§ **Record extracts**:
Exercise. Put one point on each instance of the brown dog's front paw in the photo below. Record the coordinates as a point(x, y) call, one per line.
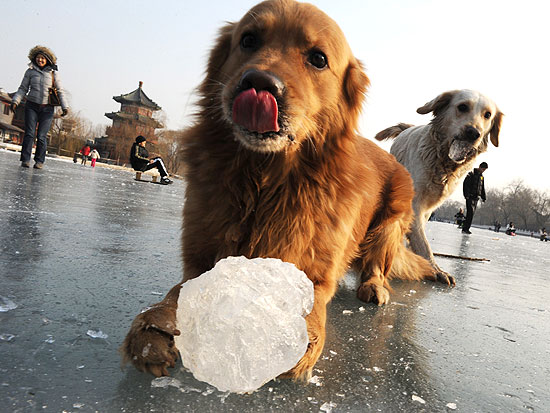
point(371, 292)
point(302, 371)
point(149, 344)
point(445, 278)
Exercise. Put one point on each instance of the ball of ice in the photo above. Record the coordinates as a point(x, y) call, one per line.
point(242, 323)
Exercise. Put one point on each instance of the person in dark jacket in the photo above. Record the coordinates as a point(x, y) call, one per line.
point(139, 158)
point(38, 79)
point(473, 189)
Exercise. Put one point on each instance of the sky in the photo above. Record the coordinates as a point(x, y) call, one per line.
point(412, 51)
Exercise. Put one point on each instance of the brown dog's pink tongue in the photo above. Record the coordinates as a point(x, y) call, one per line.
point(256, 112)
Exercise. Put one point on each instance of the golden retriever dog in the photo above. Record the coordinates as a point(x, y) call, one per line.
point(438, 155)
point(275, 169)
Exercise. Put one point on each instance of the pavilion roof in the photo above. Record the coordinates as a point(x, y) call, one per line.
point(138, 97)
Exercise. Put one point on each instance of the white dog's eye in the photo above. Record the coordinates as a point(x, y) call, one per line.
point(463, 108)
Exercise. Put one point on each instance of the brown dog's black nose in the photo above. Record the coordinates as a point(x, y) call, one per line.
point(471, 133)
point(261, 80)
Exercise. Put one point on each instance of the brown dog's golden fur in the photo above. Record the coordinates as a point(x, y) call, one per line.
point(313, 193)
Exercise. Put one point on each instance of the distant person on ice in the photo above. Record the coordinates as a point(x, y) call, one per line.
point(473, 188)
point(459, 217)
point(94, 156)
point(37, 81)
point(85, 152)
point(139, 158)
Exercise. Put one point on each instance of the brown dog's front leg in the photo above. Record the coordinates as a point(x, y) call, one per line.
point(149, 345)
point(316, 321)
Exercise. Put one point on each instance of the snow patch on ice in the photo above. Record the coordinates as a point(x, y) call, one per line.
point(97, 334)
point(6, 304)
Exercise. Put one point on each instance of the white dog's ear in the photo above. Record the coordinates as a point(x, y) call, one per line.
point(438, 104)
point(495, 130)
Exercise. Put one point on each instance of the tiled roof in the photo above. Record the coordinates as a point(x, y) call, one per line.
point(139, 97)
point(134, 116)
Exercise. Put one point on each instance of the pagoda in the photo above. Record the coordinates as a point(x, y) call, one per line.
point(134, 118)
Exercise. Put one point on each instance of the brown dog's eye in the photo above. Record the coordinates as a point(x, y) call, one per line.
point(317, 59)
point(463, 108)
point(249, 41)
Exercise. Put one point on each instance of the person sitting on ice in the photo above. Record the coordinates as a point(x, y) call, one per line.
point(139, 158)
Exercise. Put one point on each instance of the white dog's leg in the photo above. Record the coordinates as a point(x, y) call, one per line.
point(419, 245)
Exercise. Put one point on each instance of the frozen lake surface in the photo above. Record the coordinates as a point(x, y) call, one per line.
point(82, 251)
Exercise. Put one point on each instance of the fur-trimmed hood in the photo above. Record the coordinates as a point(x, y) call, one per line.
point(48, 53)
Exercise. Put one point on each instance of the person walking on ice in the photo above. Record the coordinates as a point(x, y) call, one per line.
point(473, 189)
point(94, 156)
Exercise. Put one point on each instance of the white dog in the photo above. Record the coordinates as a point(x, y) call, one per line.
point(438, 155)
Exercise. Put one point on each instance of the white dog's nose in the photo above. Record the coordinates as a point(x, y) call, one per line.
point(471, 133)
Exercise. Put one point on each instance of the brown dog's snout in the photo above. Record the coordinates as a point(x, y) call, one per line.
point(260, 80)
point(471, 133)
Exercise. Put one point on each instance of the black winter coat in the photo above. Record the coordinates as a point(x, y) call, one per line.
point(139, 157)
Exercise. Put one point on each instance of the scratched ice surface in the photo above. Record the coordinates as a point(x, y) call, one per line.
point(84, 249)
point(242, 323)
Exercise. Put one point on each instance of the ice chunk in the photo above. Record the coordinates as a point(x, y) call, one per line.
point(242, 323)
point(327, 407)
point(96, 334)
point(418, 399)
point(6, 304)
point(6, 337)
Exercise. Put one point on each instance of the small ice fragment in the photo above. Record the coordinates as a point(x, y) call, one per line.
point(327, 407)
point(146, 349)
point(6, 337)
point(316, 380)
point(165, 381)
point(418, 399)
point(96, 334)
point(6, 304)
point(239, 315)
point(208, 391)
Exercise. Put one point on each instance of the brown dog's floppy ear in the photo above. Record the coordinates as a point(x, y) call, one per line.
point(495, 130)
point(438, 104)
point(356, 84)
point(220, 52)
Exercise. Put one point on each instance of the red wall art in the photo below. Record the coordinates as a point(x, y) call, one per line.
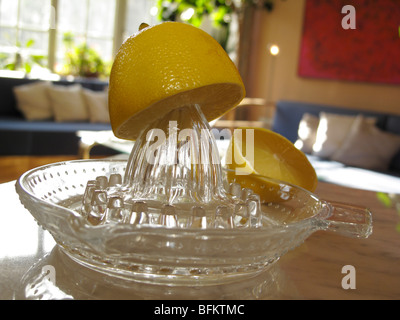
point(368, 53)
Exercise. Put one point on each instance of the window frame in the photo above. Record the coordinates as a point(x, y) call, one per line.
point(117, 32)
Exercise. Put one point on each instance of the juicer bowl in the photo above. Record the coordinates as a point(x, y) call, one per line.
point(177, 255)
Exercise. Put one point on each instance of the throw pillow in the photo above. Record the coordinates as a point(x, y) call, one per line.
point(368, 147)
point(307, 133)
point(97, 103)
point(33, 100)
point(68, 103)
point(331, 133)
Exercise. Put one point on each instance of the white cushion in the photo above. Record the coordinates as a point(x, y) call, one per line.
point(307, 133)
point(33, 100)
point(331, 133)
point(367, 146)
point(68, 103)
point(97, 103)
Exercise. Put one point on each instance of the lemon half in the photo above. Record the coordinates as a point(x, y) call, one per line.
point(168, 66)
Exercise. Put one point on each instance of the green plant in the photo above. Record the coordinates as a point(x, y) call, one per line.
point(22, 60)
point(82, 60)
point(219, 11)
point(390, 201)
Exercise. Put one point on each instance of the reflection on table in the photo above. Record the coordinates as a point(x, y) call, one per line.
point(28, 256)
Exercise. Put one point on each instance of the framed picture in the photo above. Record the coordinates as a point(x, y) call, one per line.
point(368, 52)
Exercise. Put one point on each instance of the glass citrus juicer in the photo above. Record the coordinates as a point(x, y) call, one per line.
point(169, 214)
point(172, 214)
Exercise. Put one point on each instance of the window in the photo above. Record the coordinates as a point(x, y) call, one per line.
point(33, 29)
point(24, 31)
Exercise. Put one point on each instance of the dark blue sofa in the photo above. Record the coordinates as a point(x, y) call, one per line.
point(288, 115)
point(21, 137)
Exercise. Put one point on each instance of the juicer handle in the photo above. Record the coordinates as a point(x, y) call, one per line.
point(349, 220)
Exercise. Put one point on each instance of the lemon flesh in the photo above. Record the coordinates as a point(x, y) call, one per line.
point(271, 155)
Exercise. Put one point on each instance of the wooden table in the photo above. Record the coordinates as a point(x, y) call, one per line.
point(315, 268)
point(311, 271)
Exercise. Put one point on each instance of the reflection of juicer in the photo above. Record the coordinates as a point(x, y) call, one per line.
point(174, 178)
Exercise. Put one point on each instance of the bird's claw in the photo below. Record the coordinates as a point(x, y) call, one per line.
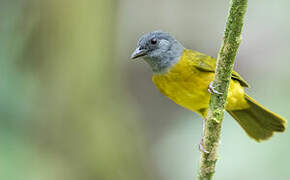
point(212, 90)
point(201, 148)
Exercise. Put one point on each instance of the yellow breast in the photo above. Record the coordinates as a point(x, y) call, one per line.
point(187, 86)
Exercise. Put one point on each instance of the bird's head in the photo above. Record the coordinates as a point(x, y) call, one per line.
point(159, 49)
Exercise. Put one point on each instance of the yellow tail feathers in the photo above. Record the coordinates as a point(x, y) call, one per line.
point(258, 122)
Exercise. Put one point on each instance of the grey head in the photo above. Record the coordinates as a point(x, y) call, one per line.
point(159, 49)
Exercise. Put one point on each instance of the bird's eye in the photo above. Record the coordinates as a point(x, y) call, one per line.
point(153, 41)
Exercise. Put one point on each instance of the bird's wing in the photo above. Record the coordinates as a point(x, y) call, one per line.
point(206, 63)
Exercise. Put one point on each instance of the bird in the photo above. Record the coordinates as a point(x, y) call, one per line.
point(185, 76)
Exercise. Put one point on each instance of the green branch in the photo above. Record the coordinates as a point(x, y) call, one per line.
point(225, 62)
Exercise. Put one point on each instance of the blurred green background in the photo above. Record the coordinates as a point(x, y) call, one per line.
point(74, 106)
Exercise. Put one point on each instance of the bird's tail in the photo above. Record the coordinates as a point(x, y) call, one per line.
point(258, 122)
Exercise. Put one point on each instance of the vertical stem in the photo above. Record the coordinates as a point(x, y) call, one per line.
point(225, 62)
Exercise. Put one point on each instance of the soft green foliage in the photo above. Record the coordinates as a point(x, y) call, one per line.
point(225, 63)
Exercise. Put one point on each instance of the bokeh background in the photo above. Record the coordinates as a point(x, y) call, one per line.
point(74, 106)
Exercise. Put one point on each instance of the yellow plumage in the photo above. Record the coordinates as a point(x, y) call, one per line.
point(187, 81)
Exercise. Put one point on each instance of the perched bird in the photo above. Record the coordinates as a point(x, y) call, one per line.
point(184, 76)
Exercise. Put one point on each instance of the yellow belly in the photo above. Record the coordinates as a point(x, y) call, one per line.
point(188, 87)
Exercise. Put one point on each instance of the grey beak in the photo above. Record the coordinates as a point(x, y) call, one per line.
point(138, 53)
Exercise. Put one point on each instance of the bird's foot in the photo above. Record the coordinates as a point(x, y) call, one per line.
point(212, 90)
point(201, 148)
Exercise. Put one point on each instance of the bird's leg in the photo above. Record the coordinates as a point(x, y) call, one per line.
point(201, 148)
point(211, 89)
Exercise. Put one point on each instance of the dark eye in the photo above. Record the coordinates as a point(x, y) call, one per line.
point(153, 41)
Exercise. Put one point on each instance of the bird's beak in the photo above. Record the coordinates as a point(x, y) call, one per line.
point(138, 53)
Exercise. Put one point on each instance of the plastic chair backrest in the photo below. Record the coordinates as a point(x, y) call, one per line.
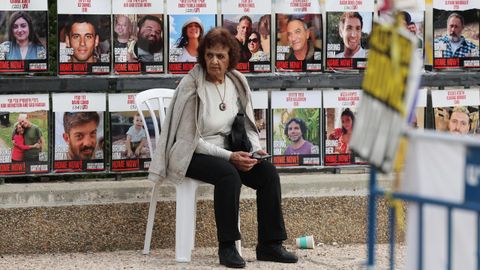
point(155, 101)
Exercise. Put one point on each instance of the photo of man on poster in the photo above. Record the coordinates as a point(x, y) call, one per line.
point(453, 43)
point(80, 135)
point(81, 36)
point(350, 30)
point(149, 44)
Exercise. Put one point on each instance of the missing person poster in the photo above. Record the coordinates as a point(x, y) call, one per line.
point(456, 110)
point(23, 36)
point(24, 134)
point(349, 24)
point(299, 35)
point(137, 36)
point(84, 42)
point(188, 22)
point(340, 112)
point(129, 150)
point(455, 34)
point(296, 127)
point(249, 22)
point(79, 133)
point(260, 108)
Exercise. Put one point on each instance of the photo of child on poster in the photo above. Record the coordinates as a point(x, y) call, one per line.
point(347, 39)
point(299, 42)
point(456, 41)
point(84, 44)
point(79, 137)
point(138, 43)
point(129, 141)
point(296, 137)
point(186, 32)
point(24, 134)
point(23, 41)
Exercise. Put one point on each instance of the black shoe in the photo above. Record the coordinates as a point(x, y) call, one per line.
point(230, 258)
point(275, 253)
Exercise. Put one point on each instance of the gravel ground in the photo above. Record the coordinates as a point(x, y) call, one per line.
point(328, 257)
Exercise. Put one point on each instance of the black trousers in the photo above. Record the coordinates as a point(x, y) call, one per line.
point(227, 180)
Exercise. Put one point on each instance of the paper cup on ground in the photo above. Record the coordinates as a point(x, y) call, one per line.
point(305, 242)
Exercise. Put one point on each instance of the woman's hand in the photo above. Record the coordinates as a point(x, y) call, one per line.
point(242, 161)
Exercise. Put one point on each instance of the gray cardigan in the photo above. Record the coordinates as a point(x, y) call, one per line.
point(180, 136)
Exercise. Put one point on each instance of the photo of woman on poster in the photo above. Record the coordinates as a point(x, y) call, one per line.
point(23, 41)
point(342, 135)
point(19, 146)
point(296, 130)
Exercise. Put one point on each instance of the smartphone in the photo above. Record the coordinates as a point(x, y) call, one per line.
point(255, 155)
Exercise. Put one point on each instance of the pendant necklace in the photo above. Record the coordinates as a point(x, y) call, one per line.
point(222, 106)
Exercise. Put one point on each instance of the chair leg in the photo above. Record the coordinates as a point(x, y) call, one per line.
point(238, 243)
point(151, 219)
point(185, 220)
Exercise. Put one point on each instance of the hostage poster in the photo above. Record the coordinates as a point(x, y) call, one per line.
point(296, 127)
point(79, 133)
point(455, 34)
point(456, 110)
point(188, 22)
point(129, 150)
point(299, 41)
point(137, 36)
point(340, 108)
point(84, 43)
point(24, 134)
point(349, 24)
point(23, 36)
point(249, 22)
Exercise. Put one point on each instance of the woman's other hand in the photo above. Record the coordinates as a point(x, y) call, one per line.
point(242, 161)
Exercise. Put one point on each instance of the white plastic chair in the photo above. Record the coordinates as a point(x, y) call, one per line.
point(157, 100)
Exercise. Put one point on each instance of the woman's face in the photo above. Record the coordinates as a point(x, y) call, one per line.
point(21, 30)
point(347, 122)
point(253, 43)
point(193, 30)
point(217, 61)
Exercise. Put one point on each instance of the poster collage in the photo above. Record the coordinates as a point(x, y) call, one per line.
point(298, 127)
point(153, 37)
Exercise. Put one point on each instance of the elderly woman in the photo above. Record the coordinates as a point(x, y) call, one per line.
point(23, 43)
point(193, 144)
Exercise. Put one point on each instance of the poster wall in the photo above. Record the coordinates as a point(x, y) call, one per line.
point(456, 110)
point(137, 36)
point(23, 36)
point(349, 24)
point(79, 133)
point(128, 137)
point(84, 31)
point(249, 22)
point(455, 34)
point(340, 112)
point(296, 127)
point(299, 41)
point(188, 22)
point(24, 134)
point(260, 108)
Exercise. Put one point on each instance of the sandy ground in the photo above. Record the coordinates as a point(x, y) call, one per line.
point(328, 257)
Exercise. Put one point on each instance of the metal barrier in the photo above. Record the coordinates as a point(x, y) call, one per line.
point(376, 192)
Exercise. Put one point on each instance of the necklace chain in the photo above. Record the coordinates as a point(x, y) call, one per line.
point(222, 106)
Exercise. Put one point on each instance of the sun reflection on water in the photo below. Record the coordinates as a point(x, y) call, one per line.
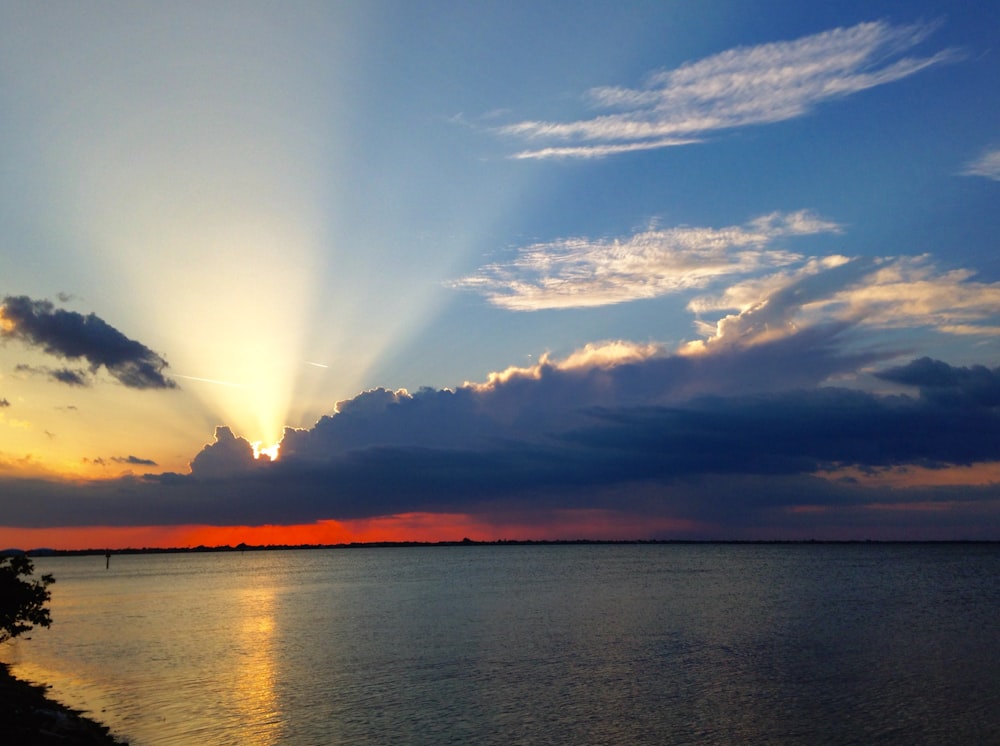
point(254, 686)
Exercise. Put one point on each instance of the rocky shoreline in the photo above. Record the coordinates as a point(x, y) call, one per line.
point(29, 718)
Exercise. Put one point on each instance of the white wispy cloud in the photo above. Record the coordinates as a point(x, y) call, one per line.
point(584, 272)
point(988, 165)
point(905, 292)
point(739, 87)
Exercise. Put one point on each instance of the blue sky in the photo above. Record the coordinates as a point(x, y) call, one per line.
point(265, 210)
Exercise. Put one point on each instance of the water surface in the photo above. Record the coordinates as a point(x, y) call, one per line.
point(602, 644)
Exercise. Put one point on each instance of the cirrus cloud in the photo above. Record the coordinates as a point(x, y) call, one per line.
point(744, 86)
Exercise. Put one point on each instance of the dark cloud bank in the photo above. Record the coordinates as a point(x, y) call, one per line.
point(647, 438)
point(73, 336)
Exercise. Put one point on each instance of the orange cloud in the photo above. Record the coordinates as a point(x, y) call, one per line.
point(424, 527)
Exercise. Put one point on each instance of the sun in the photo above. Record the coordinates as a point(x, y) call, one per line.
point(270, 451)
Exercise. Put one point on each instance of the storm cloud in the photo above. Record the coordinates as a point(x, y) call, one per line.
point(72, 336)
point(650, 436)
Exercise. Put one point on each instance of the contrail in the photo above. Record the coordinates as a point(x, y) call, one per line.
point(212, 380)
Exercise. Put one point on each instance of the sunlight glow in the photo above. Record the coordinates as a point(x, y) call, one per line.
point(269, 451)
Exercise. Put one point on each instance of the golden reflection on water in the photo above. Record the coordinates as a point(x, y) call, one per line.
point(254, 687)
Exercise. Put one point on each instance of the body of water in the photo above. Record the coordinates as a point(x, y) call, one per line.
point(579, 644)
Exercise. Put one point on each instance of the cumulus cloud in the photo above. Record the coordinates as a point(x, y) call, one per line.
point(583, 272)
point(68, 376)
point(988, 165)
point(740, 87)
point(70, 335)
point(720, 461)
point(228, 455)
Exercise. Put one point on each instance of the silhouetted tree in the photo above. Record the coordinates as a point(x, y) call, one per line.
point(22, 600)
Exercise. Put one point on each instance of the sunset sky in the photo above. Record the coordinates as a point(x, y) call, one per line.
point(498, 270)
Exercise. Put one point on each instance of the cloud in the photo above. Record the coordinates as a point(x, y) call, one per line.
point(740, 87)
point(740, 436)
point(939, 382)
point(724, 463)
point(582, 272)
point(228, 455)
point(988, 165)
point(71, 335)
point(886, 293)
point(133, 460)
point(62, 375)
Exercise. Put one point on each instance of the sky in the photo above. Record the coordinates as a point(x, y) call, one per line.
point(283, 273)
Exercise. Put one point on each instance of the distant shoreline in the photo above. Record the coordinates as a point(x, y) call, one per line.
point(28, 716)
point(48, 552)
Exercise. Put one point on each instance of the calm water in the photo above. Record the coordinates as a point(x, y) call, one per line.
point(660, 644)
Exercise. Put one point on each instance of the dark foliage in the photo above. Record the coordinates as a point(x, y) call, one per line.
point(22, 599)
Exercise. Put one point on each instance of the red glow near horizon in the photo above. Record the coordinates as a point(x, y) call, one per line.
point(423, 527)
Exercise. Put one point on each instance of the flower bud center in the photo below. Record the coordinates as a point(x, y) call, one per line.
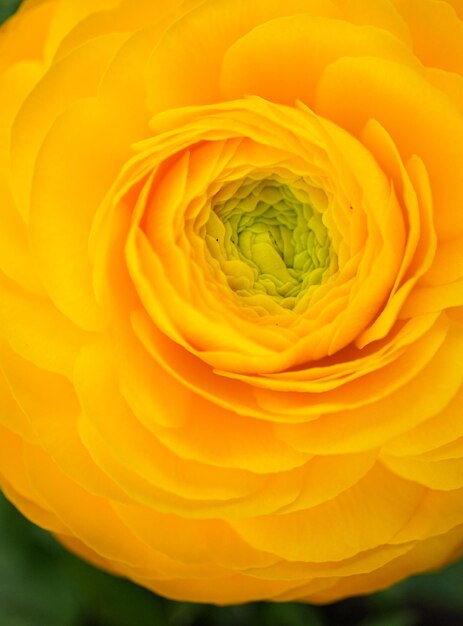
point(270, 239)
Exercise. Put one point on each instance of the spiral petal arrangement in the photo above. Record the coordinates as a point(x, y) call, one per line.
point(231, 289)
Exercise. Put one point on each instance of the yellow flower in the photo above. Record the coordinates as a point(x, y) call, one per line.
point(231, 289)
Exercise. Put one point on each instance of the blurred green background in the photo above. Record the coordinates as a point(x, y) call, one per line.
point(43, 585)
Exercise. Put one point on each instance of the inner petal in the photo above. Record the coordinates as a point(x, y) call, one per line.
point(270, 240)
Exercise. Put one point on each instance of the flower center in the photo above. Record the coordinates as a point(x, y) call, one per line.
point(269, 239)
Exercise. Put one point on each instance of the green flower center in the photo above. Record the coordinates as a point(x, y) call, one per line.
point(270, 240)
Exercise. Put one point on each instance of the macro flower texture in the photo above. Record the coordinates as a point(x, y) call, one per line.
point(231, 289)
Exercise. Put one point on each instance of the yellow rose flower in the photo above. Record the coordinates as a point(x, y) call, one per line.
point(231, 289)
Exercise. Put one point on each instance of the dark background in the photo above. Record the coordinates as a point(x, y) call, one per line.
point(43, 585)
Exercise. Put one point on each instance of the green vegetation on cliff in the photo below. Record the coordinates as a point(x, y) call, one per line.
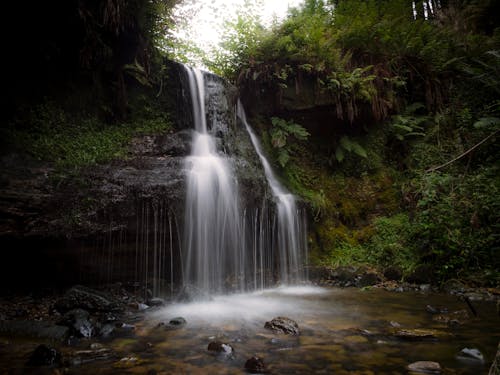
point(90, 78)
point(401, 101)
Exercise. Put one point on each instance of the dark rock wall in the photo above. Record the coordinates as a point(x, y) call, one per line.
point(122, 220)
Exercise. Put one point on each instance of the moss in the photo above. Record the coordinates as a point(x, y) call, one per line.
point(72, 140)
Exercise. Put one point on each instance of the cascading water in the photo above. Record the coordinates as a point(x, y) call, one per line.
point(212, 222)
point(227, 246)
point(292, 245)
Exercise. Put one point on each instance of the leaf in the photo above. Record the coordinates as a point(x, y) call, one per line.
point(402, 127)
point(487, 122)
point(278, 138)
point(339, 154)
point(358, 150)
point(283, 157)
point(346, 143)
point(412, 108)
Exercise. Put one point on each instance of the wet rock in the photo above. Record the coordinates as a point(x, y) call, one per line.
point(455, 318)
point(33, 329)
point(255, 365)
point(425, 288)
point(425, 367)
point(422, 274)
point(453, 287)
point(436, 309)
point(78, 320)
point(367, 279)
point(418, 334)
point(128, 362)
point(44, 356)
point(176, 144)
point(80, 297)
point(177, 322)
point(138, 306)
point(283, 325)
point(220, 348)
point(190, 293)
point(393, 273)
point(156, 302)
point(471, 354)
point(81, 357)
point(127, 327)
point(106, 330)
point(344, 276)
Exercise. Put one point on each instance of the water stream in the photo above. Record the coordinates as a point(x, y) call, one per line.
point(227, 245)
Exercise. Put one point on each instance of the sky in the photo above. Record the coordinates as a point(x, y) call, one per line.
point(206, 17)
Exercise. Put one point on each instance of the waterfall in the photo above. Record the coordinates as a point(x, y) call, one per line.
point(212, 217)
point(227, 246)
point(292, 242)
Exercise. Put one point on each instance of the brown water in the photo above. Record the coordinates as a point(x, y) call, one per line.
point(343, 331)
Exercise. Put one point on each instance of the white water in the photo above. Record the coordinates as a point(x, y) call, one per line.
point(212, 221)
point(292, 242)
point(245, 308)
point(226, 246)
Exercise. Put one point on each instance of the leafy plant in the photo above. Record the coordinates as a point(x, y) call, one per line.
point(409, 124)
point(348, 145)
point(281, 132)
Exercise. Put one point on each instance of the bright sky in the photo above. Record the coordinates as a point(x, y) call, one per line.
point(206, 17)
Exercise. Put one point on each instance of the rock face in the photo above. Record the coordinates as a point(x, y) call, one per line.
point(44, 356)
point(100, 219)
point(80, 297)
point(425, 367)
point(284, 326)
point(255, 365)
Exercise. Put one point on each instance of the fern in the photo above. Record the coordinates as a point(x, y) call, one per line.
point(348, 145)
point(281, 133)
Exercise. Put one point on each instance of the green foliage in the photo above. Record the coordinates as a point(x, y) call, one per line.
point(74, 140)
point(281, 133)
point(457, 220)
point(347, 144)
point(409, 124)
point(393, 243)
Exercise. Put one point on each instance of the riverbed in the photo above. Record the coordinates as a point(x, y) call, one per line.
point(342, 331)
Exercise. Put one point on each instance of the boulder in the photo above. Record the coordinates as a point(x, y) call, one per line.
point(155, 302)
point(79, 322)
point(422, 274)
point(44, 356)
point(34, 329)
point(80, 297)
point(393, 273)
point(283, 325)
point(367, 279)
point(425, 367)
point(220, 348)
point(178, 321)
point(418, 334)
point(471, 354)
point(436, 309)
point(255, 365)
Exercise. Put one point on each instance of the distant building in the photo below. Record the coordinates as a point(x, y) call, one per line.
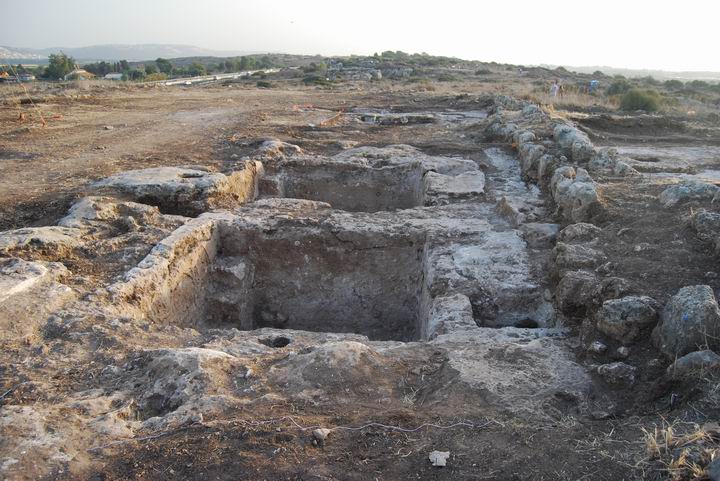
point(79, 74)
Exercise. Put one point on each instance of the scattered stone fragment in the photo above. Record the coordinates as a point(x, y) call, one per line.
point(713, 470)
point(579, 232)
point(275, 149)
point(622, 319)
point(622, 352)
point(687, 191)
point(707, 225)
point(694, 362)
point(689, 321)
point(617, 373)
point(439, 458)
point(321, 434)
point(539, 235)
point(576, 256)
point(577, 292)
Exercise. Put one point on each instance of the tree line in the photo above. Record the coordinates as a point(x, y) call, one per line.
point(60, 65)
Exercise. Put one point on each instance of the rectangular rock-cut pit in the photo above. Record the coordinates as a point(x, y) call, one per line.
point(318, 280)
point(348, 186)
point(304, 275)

§ **Given exercise**: Please reproduce the stretch of the listing from the line that contains "Exercise. Put one point on each instance of the leaf in" through the line that contains "point(412, 108)", swapping "Record" for "Give" and keeping everything else unchanged. Return only those lines.

§ **Solution to this problem**:
Exercise. Put one point on each instance of the leaf in the photo above. Give the coordinates as a point(x, y) call, one per line.
point(402, 127)
point(487, 122)
point(278, 138)
point(339, 154)
point(358, 150)
point(283, 157)
point(346, 143)
point(412, 108)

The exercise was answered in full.